Document source:
┏━━

Comment les fans vivent la fin des series ?
par David PEYRON, le 24 janvier 2022
Cet article est une version plus développée d’un texte publié sur le blog de l’auteur en mai 2021.
Sur ce thème, voir aussi le numéro 2 de notre revue consacré à la fin des séries.
Qu’elle soit satisfaisante ou non, prématurée ou non, la fin d’une série est toujours une épreuve pour ses fans les plus fidèles. D’un point de vue individuel, cet épilogue signe la fin d’une œuvre qui les a accompagnés durant plusieurs années et a donc pu participer à une forme de rythme ritualisé de la vie, ponctué de moments d’attentes, de rendez-vous réguliers et de réception intensive. Les larmes sont courantes, tout comme un sentiment de vide, quand bien même les fans peuvent souhaiter cette fin du fait d’une baisse de qualité tout en continuant à regarder par loyauté et nostalgie des moments agréables. D’un point de vue collectif, celui du fandom, de la communauté de fans, cela implique une reconfiguration des liens qui unissent les individus et des efforts pour maintenir une émulation malgré l’absence de nouveau contenu. Il a été démontré dans les recherches sur le sujet que la sérialité est particulièrement susceptible de favoriser de tels engagements durables qui se posent en points de repères dans une vie. Alors comment s’appréhende cette fin ? Quelles stratégies les fans mettent-ils en place pour surmonter ce moment dans leur vie et dans celle de la communauté ? C’est ce que nous allons voir ici en prenant comme point d’appui les travaux sur le sujet de la chercheuse américaine Rebecca Williams (en particulier son ouvrage Post-Object Fandom ) et ma propre expérience de plus de dix ans de recherche sur l’engagement fictionnel des fans.
Les bonnes et les mauvaises fins
Rebecca Williams explique en premier lieu qu’une œuvre longue, qui s’étale dans la durée et avec laquelle on a un rendez-vous régulier durant plusieurs années, génère chez les fans un sentiment de « sécurité ontologique ». En d’autres termes, cela donne une forme de stabilité, de point de repère, à une vie et une identité changeante et évolutive. Ma vie change, il y a des bons et des mauvais moments, mais je sais que dans deux semaines commence la saison suivante de ma série préférée. La perte de ce repère n’est donc pas anodine. De plus, le fait de ne pas être seul à apprécier cette œuvre nous plonge dans une communauté imaginée, qui peut devenir ensuite participation au fandom, et ce sentiment de passion partagée est aussi une chose agréable puisque support de sociabilités et de liens forts avec d’autres individus. Que l’on soit entouré de fans ou non au quotidien, qu’on aille discuter de la série sur les réseaux sociaux ou non, le fait de savoir que l’on est public d’une œuvre au même moment que d’autres renforce l’expérience de réception qui s’étale bien au-delà du temps T du visionnage. C’est une chose que j’ai rencontrée lors de mes enquêtes : mêmes les fans peu participatifs sont rassurés de savoir qu’ils ne sont pas seuls à consommer un objet culturel, en particulier quand l’entourage proche ne l’apprécie pas. Ce sentiment de partage peut alors pousser à prendre contact avec autrui et à tisser des affinités qui ont pour socle la passion commune.

┗━━

À compléter:
(a) Recopiez le passage de l'article sur la fin des séries qui commence à « Comment les fans » et se termine à « en mai 2021. ».
(b) Poursuivez, s'il vous plaît, l'article sur la fin des séries à partir de sa dernière phrase.

Données présentées:

┏━━

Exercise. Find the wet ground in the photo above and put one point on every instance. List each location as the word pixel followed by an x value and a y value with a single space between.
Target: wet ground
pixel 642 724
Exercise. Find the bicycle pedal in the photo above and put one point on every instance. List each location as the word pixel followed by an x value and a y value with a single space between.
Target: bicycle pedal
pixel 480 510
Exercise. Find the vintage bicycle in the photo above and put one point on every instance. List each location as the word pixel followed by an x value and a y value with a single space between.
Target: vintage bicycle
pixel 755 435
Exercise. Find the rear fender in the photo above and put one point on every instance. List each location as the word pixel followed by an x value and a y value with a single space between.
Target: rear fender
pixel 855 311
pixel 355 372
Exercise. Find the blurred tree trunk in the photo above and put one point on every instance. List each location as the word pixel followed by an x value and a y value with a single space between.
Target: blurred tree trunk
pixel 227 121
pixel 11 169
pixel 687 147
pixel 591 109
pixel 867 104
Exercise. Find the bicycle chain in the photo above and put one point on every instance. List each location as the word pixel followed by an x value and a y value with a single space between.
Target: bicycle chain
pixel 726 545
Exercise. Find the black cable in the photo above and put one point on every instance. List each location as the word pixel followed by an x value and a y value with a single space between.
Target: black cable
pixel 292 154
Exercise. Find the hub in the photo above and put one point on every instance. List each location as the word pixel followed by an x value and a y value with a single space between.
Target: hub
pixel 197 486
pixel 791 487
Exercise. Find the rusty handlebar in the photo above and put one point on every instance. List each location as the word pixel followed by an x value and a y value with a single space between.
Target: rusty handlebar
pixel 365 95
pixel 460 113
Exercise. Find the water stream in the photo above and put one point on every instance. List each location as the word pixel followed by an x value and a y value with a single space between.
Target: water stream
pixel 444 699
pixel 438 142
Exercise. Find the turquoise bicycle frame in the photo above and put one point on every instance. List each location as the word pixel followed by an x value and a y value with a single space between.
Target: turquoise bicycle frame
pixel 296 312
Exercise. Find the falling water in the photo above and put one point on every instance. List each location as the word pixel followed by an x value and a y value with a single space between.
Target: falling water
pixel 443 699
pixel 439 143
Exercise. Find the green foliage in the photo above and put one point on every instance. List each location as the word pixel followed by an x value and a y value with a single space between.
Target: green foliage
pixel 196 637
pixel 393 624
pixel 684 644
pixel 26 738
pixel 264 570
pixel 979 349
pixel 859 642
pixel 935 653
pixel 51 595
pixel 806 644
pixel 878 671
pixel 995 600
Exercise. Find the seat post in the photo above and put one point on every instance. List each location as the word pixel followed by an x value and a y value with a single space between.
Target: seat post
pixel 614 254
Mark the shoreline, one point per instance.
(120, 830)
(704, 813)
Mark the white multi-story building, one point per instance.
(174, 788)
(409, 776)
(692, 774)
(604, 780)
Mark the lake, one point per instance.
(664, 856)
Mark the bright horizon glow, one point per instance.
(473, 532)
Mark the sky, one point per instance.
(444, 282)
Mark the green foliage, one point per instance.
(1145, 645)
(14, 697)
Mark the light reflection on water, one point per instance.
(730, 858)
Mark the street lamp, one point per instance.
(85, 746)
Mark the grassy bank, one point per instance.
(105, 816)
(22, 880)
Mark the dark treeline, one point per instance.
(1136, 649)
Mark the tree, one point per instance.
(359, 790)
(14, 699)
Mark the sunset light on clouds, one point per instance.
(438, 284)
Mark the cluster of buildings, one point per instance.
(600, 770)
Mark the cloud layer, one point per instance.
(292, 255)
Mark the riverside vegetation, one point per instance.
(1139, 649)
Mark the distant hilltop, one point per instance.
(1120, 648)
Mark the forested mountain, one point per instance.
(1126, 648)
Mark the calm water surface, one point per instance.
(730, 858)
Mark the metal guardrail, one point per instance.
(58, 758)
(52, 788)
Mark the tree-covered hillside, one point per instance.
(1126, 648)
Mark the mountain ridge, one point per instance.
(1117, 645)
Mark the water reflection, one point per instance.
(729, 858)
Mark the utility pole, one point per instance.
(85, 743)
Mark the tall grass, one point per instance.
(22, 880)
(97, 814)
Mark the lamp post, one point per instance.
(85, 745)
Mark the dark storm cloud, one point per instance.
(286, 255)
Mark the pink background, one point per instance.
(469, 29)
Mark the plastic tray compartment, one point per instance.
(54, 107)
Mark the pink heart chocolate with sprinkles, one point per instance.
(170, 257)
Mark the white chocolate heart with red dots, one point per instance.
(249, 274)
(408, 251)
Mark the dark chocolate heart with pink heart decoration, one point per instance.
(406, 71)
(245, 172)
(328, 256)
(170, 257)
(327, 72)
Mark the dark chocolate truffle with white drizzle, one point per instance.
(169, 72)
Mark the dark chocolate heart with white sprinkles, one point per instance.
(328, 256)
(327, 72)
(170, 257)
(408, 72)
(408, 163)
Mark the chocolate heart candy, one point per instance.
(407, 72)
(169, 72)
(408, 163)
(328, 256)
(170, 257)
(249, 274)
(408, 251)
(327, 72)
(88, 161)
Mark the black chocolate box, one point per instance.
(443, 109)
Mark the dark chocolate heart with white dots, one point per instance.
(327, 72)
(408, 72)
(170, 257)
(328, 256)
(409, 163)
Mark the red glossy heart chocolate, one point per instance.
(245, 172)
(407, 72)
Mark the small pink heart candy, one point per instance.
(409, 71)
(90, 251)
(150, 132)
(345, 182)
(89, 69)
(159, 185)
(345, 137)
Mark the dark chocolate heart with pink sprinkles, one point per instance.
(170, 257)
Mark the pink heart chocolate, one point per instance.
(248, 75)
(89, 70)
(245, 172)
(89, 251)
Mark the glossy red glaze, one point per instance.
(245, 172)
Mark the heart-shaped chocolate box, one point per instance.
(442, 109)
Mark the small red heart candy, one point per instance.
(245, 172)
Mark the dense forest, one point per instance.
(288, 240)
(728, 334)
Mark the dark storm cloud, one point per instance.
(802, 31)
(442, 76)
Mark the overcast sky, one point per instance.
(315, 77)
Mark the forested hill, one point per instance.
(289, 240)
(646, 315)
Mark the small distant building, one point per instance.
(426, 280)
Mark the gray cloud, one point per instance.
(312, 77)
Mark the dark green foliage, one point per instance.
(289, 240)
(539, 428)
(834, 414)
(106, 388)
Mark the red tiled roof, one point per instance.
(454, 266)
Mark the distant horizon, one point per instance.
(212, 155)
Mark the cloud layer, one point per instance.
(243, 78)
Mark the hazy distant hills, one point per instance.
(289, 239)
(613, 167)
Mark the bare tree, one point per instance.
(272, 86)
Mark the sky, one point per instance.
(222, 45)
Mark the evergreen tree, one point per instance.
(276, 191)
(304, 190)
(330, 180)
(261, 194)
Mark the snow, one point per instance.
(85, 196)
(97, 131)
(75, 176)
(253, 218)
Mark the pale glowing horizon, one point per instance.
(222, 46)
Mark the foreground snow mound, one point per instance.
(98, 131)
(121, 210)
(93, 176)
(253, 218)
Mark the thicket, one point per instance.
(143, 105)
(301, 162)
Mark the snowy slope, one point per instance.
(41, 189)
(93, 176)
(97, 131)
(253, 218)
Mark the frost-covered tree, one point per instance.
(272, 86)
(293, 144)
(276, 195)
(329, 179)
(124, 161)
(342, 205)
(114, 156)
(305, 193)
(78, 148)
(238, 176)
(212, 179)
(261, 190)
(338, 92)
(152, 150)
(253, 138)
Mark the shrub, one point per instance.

┗━━

Réponses attendues:
(a)
Comment les fans vivent la fin des series ?
par David PEYRON, le 24 janvier 2022
Cet article est une version plus développée d’un texte publié sur le blog de l’auteur en mai 2021.

(b)
Avec la disparition d’une série, ces liens peuvent plus facilement se déliter et on perd le fait de partager une forme d’impatience de l’attente de la suite. C’est d’ailleurs souvent cela que les individus mentionnent quand on leur demande quand ou comment ils se sont sentis vraiment fans d’un univers ou d’une œuvre : le fait de devoir attendre, entre deux épisodes, deux saisons, etc. En effet, cette frustration liée à l’attente de la suite pousse à essayer de combler ce moment par la discussion avec d’autres fans, à chercher des informations en plus, sur les coulisses de la création par exemple, ou encore à créer soi-même du contenu et consommer celui produit par d’autres . On s’engage alors pleinement vis-à-vis de l’objet dans une démarche active et collective qui perdure, mais est à l’origine liée à l’entre-deux. Une fois l’œuvre terminée, cette attente ne pourra plus être comblée, il ne faut donc compter que sur soi-même et le groupe pour faire vivre l’objet. Si beaucoup comparent cela à juste titre à un deuil on pourrait aussi rapprocher la fin de nouveau contenu d’une forme de rupture amoureuse : on y perd souvent des amis, on se sent vide, on n’a pas envie de tout recommencer avec quelqu’un d’autre, etc.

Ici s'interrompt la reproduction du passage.